— BEGIN RAW RECORDS —

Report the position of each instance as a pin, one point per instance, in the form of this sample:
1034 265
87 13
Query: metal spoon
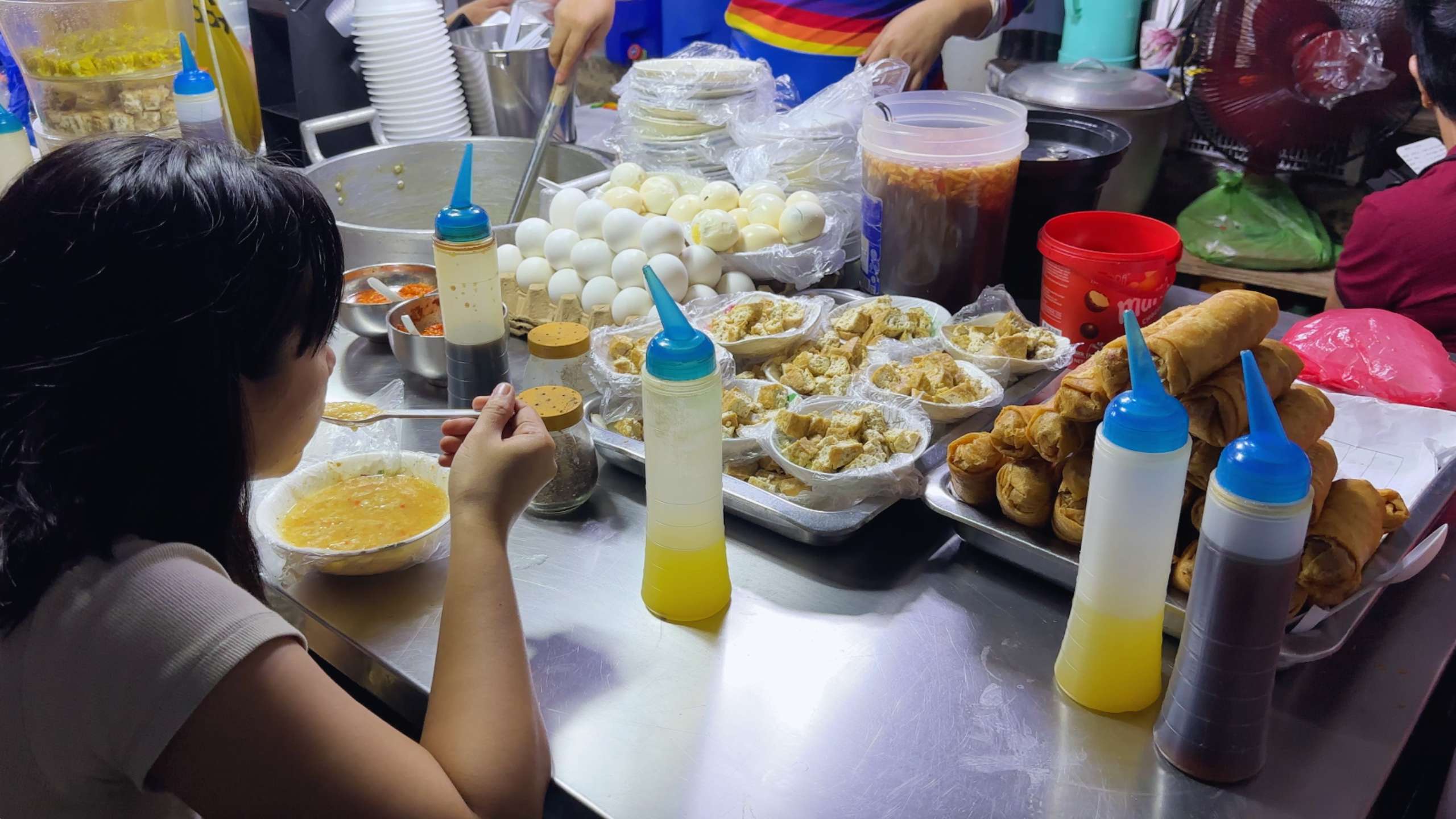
405 414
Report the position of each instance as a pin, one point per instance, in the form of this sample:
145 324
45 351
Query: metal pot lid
1087 85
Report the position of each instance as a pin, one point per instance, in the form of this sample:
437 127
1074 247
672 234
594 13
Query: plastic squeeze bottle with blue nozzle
1111 653
200 110
1215 717
685 576
471 308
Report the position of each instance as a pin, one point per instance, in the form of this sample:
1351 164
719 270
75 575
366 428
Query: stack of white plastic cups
410 71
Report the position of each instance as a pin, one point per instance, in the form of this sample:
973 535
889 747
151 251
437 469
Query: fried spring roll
1183 569
1024 491
1087 390
1322 467
973 462
1203 341
1011 428
1202 462
1057 437
1070 509
1338 545
1216 408
1395 511
1305 413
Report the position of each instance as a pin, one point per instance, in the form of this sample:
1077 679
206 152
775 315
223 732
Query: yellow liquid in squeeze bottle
685 576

— END RAW RECORDS —

== PROBLEM DESCRIPTION ==
Rewrite every line of the records above as a Markdown table with two columns, Row for the row number and Text for the line. Skip blank lines and leave out the pictures.

== SOLUTION FOR THIS EXERCISE ==
| Row | Text |
|---|---|
| 1 | Report the position of each instance as a pin, one point per instance, in the form of this sample: |
| 2 | 1034 265 |
| 3 | 87 13 |
| 4 | Query: metal spoon |
| 5 | 405 414 |
| 6 | Report the position of each instance as a pin, one point per instance, in the form of this sample: |
| 7 | 145 324 |
| 8 | 45 351 |
| 9 | Query: metal pot lid |
| 10 | 1087 85 |
| 11 | Report the position of each instance as a pin, one point per instance, in the form of this sample: |
| 12 | 437 127 |
| 13 | 1074 247 |
| 14 | 672 234 |
| 15 | 594 13 |
| 16 | Query: plastic squeeze bottle with blue nozzle |
| 17 | 1111 653 |
| 18 | 200 110 |
| 19 | 1215 717 |
| 20 | 685 576 |
| 21 | 471 308 |
| 22 | Report the position of each instance as a pin, one point per instance, in the form of this sample: |
| 23 | 1351 164 |
| 24 | 719 270 |
| 25 | 75 575 |
| 26 | 366 428 |
| 27 | Query: stack of white plastic cups |
| 28 | 410 71 |
| 29 | Report the position of each instance as a pin, one point per instance, in the form of this sample: |
| 30 | 973 535 |
| 31 | 889 747 |
| 32 | 151 251 |
| 33 | 437 469 |
| 34 | Query: fried spring roll |
| 35 | 1183 569 |
| 36 | 1024 491 |
| 37 | 1087 390 |
| 38 | 1322 467 |
| 39 | 973 462 |
| 40 | 1203 341 |
| 41 | 1011 428 |
| 42 | 1202 462 |
| 43 | 1057 437 |
| 44 | 1070 509 |
| 45 | 1338 545 |
| 46 | 1216 408 |
| 47 | 1395 511 |
| 48 | 1305 413 |
| 49 | Report the position of each instance as a pin, one point per instance, in the form of this sample: |
| 50 | 1077 679 |
| 51 | 206 152 |
| 52 | 775 315 |
| 53 | 223 732 |
| 54 | Query: yellow liquid in squeeze bottle |
| 55 | 685 576 |